- _Action item_:
Repeat the records exactly. Every line must match.

━━━━━ Input data

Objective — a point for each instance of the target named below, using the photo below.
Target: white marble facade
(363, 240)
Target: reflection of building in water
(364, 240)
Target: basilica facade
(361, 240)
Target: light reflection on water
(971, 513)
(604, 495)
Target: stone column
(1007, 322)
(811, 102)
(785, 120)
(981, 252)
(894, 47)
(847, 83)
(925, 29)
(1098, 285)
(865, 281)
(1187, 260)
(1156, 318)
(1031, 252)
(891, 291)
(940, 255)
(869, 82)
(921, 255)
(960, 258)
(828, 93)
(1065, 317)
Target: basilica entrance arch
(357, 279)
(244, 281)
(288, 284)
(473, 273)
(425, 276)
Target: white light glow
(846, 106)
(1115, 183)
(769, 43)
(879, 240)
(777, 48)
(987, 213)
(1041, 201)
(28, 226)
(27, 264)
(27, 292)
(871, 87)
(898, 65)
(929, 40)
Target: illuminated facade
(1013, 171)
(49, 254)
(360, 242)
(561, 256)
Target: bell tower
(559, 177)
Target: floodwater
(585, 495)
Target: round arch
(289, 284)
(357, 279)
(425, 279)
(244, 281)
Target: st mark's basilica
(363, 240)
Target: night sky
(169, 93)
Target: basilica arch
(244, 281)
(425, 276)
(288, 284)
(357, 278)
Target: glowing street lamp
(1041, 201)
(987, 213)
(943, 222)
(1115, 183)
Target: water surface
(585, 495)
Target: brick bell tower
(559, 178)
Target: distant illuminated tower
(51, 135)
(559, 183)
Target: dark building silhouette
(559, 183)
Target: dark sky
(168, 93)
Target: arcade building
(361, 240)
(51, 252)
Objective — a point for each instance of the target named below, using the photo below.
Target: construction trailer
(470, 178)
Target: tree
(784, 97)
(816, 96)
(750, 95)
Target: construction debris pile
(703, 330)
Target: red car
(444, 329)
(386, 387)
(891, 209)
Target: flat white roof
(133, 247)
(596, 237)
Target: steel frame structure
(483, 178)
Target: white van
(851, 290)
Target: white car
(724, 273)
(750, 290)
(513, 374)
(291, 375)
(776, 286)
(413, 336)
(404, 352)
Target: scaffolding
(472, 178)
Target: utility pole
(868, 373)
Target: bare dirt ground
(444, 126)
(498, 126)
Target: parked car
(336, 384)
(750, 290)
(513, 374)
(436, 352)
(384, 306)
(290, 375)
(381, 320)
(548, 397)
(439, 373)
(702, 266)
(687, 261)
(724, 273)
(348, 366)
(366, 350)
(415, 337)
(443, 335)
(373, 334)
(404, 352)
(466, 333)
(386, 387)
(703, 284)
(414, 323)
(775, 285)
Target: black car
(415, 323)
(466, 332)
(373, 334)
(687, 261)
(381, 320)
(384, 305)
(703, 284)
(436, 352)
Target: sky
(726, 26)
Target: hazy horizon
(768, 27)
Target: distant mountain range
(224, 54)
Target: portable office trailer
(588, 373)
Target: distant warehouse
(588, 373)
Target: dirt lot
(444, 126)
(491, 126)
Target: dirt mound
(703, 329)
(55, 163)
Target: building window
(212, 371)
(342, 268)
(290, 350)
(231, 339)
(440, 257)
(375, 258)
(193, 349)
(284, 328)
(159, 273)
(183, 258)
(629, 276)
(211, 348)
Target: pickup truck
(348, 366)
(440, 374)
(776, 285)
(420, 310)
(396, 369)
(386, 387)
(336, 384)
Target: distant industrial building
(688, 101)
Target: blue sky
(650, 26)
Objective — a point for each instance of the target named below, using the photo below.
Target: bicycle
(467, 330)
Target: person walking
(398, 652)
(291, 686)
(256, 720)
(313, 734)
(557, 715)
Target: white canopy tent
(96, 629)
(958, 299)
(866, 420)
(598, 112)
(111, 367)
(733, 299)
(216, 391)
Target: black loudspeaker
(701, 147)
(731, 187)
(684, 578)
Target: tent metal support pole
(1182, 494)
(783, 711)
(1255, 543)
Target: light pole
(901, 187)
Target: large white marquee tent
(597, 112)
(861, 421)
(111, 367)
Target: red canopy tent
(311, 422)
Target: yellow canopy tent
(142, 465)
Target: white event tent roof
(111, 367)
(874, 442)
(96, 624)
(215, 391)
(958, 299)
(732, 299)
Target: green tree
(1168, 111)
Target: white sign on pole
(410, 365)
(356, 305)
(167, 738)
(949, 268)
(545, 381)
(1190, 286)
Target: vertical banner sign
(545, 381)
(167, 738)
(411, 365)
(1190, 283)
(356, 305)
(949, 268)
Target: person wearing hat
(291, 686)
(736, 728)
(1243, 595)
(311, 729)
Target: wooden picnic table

━━━━━━━━━━

- _Solution to this task_:
Objective — a point for each instance of the target named below, using the photo below.
Target: white marble facade
(363, 240)
Target: reflection of building in water
(364, 240)
Target: basilica facade
(361, 240)
Target: light reflection on water
(971, 513)
(604, 495)
Target: stone column
(1007, 322)
(811, 102)
(785, 120)
(981, 252)
(894, 47)
(847, 83)
(925, 29)
(1098, 285)
(865, 281)
(1187, 260)
(1156, 318)
(1031, 252)
(891, 291)
(940, 255)
(869, 82)
(921, 255)
(960, 258)
(828, 93)
(1065, 317)
Target: basilica entrance arch
(357, 279)
(244, 281)
(288, 284)
(473, 273)
(425, 276)
Target: white light glow
(846, 106)
(1115, 183)
(769, 43)
(879, 240)
(777, 48)
(987, 213)
(1041, 201)
(28, 226)
(27, 264)
(27, 292)
(871, 87)
(898, 65)
(929, 40)
Target: illuminated facade
(1013, 171)
(49, 254)
(360, 242)
(561, 256)
Target: bell tower
(559, 177)
Target: floodwater
(585, 495)
Target: round arch
(289, 284)
(357, 279)
(425, 279)
(244, 281)
Target: st mark's basilica
(363, 240)
Target: night sky
(169, 93)
Target: basilica arch
(244, 281)
(425, 276)
(288, 284)
(357, 278)
Target: glowing street lamp
(1041, 201)
(987, 213)
(943, 222)
(1115, 183)
Target: water surface
(585, 495)
Target: brick bell tower
(559, 178)
Target: distant illuminated tower
(51, 135)
(559, 183)
Target: dark building silhouette
(559, 183)
Target: dark sky
(168, 93)
Target: arcade building
(361, 240)
(51, 252)
Objective — a point for each instance of the target named below, using the photo below.
Target: construction trailer
(470, 178)
Target: tree
(784, 97)
(816, 96)
(750, 95)
Target: construction debris pile
(703, 330)
Target: red car
(444, 329)
(386, 387)
(891, 209)
Target: flat white roof
(133, 247)
(596, 237)
Target: steel frame structure
(483, 178)
Target: white van
(851, 290)
Target: white car
(724, 273)
(750, 290)
(513, 374)
(291, 375)
(776, 286)
(413, 336)
(404, 352)
Target: scaffolding
(472, 178)
Target: utility pole
(868, 373)
Target: bare dirt ground
(444, 126)
(498, 126)
Target: parked car
(336, 384)
(750, 290)
(513, 374)
(436, 352)
(384, 306)
(290, 375)
(381, 320)
(548, 397)
(439, 373)
(702, 266)
(687, 261)
(724, 273)
(348, 366)
(366, 350)
(415, 337)
(443, 335)
(373, 334)
(404, 352)
(466, 333)
(386, 387)
(703, 284)
(414, 323)
(775, 285)
Target: black car
(415, 323)
(466, 332)
(373, 334)
(687, 261)
(381, 320)
(384, 305)
(703, 284)
(436, 352)
Target: sky
(726, 26)
Target: hazy horizon
(768, 27)
Target: distant mountain range
(224, 54)
Target: portable office trailer
(588, 373)
Target: distant warehouse
(588, 373)
Target: dirt lot
(444, 126)
(491, 126)
Target: dirt mound
(703, 329)
(55, 163)
Target: building window
(212, 371)
(342, 268)
(290, 350)
(231, 339)
(440, 257)
(375, 258)
(193, 349)
(284, 328)
(159, 273)
(183, 258)
(629, 276)
(211, 348)
Target: pickup truck
(348, 366)
(440, 374)
(776, 285)
(420, 310)
(396, 369)
(386, 387)
(336, 384)
Target: distant industrial building
(688, 101)
Target: blue sky
(650, 26)
Objective — a point for each instance of the target named below, using the photo below.
Target: bicycle
(467, 330)
Target: person walking
(398, 652)
(291, 686)
(256, 720)
(313, 734)
(557, 715)
Target: white canopy tent
(96, 629)
(958, 299)
(866, 420)
(598, 112)
(111, 367)
(733, 299)
(216, 391)
Target: black loudspeaker
(701, 147)
(731, 187)
(684, 578)
Target: tent metal support pole
(1182, 494)
(783, 711)
(1255, 543)
Target: light pole
(901, 187)
Target: large white marquee tent
(597, 112)
(861, 421)
(111, 367)
Target: red canopy tent
(311, 422)
Target: yellow canopy tent
(142, 465)
Target: white event tent roof
(111, 367)
(874, 442)
(96, 624)
(215, 391)
(958, 299)
(732, 299)
Target: green tree
(1168, 111)
Target: white sign on pole
(410, 365)
(356, 305)
(167, 738)
(949, 268)
(545, 381)
(1190, 286)
Target: vertical banner sign
(545, 381)
(167, 738)
(411, 365)
(1190, 283)
(356, 305)
(949, 268)
Target: person wearing hat
(291, 686)
(736, 728)
(1243, 595)
(311, 729)
Target: wooden picnic table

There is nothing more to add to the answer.